▶ _Exercise directions_
Please report each line of the entries below that contains the word "orange". Case counts.

▶ _Records provided_
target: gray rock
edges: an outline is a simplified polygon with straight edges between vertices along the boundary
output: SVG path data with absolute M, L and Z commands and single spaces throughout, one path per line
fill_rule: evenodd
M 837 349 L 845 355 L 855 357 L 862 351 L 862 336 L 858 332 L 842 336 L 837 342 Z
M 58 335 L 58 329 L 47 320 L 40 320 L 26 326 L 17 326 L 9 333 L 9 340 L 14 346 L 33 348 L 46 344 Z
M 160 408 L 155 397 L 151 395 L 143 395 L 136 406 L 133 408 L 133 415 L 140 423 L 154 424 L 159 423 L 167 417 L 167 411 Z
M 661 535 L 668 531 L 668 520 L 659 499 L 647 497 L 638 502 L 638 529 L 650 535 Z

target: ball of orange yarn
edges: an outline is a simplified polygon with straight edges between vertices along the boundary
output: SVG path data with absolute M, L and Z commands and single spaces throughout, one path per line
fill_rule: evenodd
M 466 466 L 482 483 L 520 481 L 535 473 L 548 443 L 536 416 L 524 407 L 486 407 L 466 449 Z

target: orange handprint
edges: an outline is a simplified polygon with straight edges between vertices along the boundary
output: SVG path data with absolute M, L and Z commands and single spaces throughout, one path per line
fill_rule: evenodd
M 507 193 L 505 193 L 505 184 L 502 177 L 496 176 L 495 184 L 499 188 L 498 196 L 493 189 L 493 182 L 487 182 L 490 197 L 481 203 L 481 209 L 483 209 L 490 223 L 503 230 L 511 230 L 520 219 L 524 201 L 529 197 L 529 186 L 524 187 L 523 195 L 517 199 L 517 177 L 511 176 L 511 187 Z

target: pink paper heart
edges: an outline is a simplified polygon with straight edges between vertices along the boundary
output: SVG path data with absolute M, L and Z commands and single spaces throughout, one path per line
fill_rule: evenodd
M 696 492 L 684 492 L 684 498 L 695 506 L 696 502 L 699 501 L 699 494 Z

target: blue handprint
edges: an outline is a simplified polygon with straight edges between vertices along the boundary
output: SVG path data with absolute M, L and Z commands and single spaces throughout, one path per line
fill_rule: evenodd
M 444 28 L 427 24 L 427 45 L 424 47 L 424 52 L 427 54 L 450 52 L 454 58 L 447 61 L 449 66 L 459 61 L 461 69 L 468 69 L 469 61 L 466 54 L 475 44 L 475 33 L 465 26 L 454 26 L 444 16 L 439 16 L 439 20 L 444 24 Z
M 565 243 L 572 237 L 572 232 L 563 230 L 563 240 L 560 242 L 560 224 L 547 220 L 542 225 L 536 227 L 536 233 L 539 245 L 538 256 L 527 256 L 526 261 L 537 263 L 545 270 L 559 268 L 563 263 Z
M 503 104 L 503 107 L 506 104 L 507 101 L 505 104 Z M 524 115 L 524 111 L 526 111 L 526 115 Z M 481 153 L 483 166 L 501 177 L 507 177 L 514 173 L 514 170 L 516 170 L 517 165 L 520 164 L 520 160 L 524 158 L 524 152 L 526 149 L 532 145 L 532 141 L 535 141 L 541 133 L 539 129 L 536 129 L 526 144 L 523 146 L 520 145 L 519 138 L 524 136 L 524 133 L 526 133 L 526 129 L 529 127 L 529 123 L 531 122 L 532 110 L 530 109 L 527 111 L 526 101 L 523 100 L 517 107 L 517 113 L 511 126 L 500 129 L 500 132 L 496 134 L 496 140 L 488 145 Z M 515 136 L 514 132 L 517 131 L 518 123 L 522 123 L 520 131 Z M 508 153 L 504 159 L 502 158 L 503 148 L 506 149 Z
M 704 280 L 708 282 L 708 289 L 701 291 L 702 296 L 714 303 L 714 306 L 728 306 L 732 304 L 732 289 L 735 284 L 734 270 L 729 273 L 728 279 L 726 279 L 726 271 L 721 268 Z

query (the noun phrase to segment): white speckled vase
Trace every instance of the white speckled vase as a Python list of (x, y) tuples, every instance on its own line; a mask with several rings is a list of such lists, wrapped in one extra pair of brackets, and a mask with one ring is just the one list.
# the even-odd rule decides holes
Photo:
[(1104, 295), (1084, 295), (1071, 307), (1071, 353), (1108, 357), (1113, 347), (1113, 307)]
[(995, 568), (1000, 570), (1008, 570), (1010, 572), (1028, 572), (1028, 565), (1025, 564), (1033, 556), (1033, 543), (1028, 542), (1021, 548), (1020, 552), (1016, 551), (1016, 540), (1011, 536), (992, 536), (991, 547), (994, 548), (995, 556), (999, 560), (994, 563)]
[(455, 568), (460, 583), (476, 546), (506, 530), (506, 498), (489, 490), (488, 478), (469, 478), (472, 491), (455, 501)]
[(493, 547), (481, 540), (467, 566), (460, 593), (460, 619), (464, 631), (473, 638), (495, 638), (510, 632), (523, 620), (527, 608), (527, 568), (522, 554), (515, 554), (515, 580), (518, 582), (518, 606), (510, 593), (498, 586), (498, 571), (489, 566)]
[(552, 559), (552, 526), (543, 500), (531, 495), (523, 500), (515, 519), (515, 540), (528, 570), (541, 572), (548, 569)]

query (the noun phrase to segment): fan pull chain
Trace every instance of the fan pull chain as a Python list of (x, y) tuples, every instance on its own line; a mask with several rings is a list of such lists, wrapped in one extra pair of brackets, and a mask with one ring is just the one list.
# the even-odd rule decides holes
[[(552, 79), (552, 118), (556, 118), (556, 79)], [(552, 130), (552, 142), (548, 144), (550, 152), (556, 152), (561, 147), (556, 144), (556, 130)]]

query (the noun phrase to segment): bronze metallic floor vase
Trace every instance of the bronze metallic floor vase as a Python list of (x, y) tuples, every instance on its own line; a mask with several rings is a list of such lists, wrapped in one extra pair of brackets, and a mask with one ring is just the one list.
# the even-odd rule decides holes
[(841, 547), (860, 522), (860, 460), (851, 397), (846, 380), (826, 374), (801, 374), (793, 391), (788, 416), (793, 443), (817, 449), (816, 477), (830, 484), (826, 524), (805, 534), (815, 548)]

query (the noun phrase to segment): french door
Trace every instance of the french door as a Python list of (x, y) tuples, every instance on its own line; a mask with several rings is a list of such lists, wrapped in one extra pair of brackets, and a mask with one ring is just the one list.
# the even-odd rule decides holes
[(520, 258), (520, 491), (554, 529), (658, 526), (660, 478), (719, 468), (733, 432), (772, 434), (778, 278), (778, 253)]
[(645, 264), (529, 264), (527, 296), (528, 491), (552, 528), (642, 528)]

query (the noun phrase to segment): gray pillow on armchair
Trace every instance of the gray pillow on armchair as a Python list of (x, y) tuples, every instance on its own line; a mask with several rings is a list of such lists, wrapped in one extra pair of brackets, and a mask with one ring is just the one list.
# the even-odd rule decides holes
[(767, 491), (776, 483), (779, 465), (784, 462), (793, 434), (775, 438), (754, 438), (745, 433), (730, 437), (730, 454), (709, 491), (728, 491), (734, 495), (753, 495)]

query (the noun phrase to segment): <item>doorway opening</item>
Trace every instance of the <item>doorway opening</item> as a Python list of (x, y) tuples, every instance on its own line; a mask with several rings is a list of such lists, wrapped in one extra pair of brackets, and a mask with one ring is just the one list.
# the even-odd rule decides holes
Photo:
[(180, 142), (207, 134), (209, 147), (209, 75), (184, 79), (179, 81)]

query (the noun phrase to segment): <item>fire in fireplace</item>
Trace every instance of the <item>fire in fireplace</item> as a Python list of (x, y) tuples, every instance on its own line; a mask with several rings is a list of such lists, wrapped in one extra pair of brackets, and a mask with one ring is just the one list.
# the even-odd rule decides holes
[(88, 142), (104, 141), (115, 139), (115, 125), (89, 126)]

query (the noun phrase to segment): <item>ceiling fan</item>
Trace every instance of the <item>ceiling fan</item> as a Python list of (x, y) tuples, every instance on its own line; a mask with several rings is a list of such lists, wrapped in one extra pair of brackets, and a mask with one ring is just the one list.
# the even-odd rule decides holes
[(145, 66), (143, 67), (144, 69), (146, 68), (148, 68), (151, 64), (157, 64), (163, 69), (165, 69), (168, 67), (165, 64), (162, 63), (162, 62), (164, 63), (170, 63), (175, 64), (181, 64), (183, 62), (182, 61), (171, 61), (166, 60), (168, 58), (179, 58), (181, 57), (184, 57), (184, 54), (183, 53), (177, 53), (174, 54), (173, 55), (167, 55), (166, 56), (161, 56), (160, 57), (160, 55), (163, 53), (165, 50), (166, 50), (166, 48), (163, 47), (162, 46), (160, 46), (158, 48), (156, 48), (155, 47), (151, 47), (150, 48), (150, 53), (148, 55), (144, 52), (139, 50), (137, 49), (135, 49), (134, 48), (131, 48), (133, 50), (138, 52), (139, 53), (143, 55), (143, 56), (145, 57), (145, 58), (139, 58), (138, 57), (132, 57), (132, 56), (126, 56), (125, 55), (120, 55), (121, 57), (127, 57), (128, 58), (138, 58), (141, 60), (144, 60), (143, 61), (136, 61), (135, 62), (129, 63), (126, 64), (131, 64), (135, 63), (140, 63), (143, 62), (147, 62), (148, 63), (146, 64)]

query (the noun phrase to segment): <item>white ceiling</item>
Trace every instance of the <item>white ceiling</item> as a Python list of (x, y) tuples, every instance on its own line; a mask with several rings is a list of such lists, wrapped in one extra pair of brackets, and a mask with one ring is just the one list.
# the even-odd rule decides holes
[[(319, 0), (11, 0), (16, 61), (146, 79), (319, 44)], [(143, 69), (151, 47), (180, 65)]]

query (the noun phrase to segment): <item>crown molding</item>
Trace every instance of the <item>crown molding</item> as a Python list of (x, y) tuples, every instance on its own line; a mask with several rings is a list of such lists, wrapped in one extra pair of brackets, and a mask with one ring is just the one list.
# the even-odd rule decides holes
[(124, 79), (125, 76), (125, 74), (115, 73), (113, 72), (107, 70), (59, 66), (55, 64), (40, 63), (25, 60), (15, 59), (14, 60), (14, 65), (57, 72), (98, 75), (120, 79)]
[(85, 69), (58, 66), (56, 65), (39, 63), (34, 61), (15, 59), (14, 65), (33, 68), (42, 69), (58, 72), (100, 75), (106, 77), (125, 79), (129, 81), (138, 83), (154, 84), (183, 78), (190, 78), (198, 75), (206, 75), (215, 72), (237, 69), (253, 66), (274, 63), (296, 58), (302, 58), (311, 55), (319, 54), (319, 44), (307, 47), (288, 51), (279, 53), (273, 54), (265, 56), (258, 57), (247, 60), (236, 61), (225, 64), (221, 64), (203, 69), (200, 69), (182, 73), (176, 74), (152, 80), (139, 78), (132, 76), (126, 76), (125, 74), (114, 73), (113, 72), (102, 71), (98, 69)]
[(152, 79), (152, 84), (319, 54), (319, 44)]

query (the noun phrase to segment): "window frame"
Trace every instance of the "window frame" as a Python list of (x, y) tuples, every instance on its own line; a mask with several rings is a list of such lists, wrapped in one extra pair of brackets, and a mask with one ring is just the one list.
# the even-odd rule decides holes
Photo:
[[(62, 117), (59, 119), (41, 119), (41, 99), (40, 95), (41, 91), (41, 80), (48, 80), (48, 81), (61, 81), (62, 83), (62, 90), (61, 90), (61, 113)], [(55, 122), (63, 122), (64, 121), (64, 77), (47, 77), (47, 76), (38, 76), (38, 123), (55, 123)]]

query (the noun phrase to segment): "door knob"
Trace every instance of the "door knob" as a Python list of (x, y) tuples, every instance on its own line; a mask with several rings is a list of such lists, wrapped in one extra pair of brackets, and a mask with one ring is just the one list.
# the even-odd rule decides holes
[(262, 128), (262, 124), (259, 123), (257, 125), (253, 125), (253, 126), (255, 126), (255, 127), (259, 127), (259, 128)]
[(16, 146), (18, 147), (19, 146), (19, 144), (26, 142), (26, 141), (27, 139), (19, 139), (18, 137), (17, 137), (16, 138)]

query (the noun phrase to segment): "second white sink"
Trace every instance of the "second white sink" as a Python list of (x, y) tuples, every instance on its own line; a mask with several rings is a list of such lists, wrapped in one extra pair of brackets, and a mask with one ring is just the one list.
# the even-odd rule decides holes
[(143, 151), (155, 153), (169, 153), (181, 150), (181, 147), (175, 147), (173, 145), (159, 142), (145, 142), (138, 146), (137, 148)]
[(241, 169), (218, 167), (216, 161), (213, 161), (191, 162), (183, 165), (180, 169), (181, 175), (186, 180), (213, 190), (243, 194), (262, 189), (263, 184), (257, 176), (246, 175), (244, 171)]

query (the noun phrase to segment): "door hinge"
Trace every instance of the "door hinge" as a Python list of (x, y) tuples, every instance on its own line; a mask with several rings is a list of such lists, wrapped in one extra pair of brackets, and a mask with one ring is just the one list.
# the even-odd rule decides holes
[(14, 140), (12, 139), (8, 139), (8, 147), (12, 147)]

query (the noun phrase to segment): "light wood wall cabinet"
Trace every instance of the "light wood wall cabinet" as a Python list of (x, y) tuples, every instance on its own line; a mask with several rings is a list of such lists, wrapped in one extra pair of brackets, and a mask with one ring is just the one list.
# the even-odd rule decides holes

▶ _Exercise result_
target: ball of orange yarn
target: orange handprint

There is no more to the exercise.